(Extracts from a box-labeled dataset)
----------
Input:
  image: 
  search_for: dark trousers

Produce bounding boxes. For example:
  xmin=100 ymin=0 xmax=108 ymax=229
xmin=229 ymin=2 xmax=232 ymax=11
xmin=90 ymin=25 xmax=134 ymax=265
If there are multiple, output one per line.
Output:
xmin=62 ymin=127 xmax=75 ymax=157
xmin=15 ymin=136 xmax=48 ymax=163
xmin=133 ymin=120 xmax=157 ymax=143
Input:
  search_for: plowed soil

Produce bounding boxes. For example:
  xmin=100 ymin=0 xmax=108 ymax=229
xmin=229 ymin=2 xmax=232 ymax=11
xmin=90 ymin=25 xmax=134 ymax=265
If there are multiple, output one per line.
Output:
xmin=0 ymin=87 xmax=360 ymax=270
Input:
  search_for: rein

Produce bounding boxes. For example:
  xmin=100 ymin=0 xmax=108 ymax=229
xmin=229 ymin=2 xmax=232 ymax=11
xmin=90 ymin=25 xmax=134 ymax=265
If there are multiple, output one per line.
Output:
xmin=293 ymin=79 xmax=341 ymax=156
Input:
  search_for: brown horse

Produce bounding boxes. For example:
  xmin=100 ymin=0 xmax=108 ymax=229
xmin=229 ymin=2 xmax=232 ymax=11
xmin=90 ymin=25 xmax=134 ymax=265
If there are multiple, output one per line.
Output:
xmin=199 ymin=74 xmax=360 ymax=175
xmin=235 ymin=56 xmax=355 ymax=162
----------
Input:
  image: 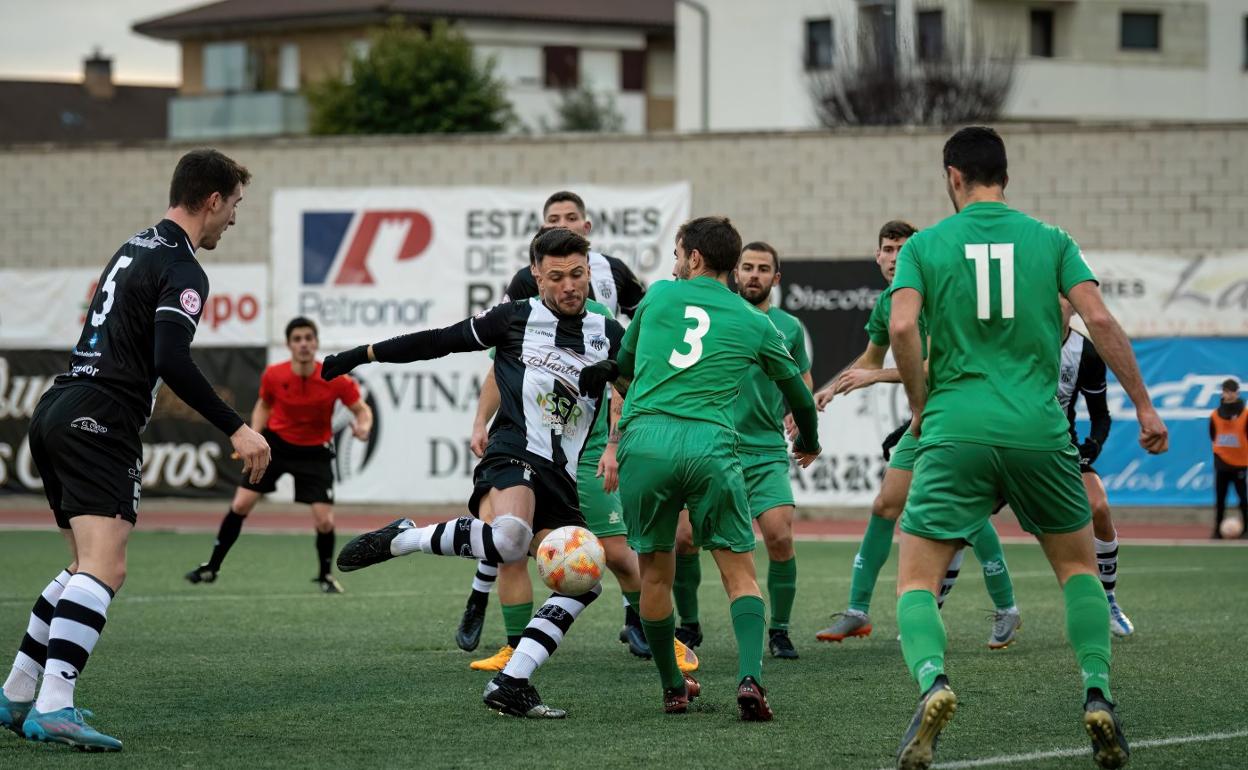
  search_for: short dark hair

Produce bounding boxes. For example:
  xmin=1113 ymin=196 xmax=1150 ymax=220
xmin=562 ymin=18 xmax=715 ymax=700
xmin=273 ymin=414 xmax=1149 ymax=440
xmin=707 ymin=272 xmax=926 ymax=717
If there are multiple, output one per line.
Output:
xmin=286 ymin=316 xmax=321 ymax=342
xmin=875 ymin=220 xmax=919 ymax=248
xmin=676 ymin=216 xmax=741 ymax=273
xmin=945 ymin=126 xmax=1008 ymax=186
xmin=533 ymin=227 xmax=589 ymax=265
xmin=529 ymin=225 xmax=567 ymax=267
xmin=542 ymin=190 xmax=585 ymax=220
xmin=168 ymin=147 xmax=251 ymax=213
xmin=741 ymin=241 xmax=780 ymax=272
----------
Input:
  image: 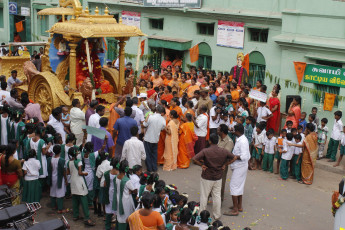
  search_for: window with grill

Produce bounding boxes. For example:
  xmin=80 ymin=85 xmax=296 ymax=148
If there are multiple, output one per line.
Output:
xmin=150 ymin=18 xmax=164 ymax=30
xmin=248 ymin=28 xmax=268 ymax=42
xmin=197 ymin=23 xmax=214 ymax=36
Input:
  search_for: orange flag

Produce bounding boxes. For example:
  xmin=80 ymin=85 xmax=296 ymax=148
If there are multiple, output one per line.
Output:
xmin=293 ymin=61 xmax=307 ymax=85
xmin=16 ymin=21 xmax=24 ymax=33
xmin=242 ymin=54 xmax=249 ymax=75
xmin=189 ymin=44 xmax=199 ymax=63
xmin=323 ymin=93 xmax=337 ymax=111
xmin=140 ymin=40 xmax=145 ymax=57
----------
Report each line of the items above that contains the string "dark", treating uppercase and lowercase letters as different.

_Exercise output_:
  search_for: dark trousers
  search_for: short dark hair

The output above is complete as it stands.